**Text**
Calendar Facts the Gregorian Calendar

Pope Gregory XIII decreed a change to the Gregorian calendar on February 24, 1582. It was not an innovation, but an upgrade of the Julian calendar. Its purpose was to return the Catholic Easter to the date when it the earliest Christians were believed to have celebrated it and to keep the days of the calendar year in better alignment with the position of the earth in its path around the sun.

Pope Gregory XIII and Aloisius Lilius

Pope Gregory XIII was a great manager. He led a blameless personal life as pontiff, reformed the structure of the church, and implemented the recommendations of the Council of Trent. Yet he is most remembered for his reform of the calendar.

The Gregorian calendar was drawn up by Aloisius Lilius. (There is dispute about his name and biography.) He was a medical doctor and lecturer in medicine as well as an astronomer and chronologist. His brother presented the new calendar to the church six years after Lilius’ death. It aligned the months of the Julian calendar more closely with the seasons.

Dr. Lilius knew that he needed a calendar that averaged about 365.242 days to match the time the earth actually took to go around the sun. Then he needed a simple and memorable way to add leap days, in order to keep the calendar aligned with the seasons.

Adding a day every four years as the Julian calendar had made the calendar slightly too long. Therefore, the Gregorian calendar added leap days every four years, but omitted them on three out of four years ending in 00. A year divisible by four is a leap year, except if it is also divisible by 100, but years divisible by 400 are also leap years. Therefore1996 is a leap year because it is divisible by four, 2000 is a leap year because it is divisible by 400, but 1900 is not a leap year because it is not divisible by 400.

The Julian calendar

The Julian calendar was a refinement of the old Roman calendar. Julius Caesar introduced it, and gave it his name. The Julian year was 365 days long, with a leap year every four years for an average year of 365.25 days. This kept the calendar better aligned with the sun than the old calendar had, but it still drifted, because it was longer than the actual, or “tropical” year. The Julian calendar was about 11 minutes a year too long, which made Easter 11 minutes earlier each year. It diverged by a day about every 131 years.

(Items from a dataset)
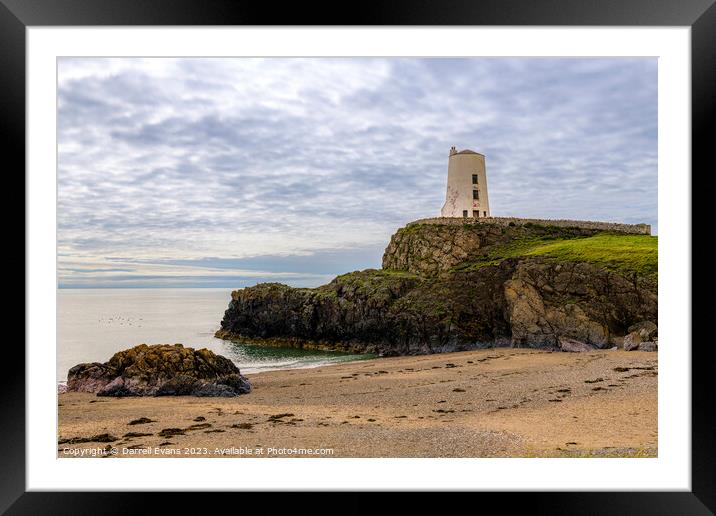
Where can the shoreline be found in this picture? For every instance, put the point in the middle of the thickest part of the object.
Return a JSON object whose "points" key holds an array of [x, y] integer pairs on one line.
{"points": [[500, 402]]}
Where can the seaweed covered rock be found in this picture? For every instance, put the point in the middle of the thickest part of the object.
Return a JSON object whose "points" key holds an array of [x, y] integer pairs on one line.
{"points": [[451, 287], [160, 370]]}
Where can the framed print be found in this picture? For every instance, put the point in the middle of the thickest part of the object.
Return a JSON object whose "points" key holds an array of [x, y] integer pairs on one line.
{"points": [[421, 253]]}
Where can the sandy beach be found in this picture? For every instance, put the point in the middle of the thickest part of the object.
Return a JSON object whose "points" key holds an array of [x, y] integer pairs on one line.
{"points": [[484, 403]]}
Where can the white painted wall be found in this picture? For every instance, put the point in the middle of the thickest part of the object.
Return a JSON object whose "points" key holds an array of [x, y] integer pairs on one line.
{"points": [[459, 197]]}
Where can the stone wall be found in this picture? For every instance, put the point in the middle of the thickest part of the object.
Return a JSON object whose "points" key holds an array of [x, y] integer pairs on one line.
{"points": [[636, 229]]}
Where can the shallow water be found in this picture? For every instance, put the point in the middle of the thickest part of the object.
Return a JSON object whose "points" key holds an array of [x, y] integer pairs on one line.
{"points": [[93, 324]]}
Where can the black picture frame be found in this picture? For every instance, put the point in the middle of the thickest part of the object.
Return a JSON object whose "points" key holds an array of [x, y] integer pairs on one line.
{"points": [[700, 15]]}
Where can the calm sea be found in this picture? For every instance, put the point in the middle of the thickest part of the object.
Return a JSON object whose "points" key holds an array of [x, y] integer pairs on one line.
{"points": [[93, 324]]}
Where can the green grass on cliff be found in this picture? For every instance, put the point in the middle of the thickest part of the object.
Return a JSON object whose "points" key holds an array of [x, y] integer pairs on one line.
{"points": [[619, 252]]}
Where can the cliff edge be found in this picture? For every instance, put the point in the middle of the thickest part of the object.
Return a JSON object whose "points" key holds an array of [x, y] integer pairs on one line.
{"points": [[450, 285]]}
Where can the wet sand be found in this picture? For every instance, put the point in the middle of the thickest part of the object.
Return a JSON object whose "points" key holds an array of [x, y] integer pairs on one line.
{"points": [[484, 403]]}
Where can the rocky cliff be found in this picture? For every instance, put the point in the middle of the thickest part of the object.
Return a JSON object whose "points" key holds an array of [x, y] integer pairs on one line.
{"points": [[446, 287], [159, 370]]}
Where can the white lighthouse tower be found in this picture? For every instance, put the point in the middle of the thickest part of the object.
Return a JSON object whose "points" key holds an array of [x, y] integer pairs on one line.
{"points": [[467, 186]]}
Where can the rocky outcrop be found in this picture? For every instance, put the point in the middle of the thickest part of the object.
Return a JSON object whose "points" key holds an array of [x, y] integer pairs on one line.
{"points": [[160, 370], [448, 288], [573, 346]]}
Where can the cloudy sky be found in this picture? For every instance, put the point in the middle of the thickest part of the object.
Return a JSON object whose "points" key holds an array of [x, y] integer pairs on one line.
{"points": [[227, 172]]}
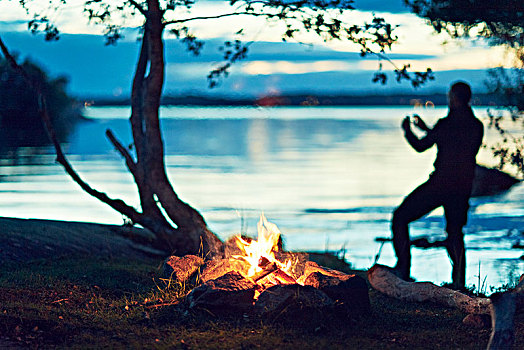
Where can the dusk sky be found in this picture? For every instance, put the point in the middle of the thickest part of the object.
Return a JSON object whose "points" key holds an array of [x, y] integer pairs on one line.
{"points": [[272, 66]]}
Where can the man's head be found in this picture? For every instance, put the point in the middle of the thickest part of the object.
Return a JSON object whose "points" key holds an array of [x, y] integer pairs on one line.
{"points": [[459, 94]]}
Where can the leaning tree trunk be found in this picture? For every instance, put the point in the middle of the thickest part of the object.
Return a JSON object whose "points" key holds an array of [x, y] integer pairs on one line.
{"points": [[184, 230]]}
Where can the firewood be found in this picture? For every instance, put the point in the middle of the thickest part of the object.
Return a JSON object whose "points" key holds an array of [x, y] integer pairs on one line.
{"points": [[266, 270], [504, 306], [382, 279]]}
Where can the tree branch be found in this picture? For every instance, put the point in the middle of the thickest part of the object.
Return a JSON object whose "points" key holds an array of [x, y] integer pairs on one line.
{"points": [[117, 204], [131, 165], [214, 17], [138, 7]]}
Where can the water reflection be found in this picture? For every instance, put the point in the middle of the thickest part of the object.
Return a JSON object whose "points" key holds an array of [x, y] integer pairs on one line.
{"points": [[326, 182]]}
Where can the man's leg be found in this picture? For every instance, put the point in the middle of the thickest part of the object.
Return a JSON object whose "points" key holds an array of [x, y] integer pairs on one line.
{"points": [[421, 201], [456, 212]]}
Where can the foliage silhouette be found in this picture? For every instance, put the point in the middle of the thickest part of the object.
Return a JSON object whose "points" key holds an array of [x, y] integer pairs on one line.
{"points": [[500, 23], [178, 227]]}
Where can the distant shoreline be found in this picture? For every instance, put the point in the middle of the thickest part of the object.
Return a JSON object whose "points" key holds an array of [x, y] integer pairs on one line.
{"points": [[303, 100]]}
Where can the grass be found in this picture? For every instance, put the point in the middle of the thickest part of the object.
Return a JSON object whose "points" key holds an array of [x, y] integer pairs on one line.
{"points": [[115, 303]]}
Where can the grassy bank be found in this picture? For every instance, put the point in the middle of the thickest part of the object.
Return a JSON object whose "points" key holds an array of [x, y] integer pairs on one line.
{"points": [[92, 302]]}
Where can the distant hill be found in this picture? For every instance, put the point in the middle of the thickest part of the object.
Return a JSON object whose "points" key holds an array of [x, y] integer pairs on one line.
{"points": [[304, 100]]}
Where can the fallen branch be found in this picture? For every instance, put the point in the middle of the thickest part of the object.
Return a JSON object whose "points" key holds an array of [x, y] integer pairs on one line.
{"points": [[502, 314], [382, 279]]}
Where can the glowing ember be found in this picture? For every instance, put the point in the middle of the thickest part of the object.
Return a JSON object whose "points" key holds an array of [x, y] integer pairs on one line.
{"points": [[260, 253]]}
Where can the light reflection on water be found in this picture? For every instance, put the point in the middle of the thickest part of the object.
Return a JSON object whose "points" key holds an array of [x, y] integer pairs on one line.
{"points": [[328, 177]]}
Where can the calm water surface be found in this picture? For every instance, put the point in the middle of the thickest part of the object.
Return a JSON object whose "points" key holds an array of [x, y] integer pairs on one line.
{"points": [[328, 177]]}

**Tasks to perform**
(1) Reproduce the calendar text word for word, starting at "Pope Gregory XIII decreed" and ending at "of the calendar.".
(2) According to the calendar text, by about how many minutes a year was the Julian calendar too long?
(3) Go on writing the text about the Gregorian and Julian calendars, picking up right after its last sentence.

**Exercise answers**
(1)
Pope Gregory XIII decreed a change to the Gregorian calendar on February 24, 1582. It was not an innovation, but an upgrade of the Julian calendar. Its purpose was to return the Catholic Easter to the date when it the earliest Christians were believed to have celebrated it and to keep the days of the calendar year in better alignment with the position of the earth in its path around the sun.

Pope Gregory XIII and Aloisius Lilius

Pope Gregory XIII was a great manager. He led a blameless personal life as pontiff, reformed the structure of the church, and implemented the recommendations of the Council of Trent. Yet he is most remembered for his reform of the calendar.

(2) About 11 minutes a year.

(3)
Tropic and Calendar Years

A tropical year is the time it takes for the sun to get back to the same position in the heavens as it held last year. Put another way, a tropical year is the time from summer solstice to summer solstice, for example, or from vernal equinox to vernal equinox. The tropic year varies, but the mean is about 365.242 days. There are other ways to look at the length of an earth year, but the tropic year is one useful way.

Calendar years according to the Gregorian calendar are an average of 365 days 5 hours 49 minutes and 12 seconds or about 365.2425 days long.

Easter

When the Gregorian calendar was instituted in 1582, the day after October 4 became October 15. It must have been much more jarring than spring forward/fall back, though few immediately followed it: ten lost days. This returned Easter to its former place in the calendar.

The Roman Catholic Easter now falls on the first Sunday after the first full moon after the vernal equinox. It is still a moveable feast, but now within narrower limits than before the reform.

Pope Gregory’s calendar is now used worldwide, though many cultures do not use the BC/AD (Before Christ /Anno Domini) numbering system based on Catholic tradition. The calendar is a close approximation, which should serve well for the next thousand years or so.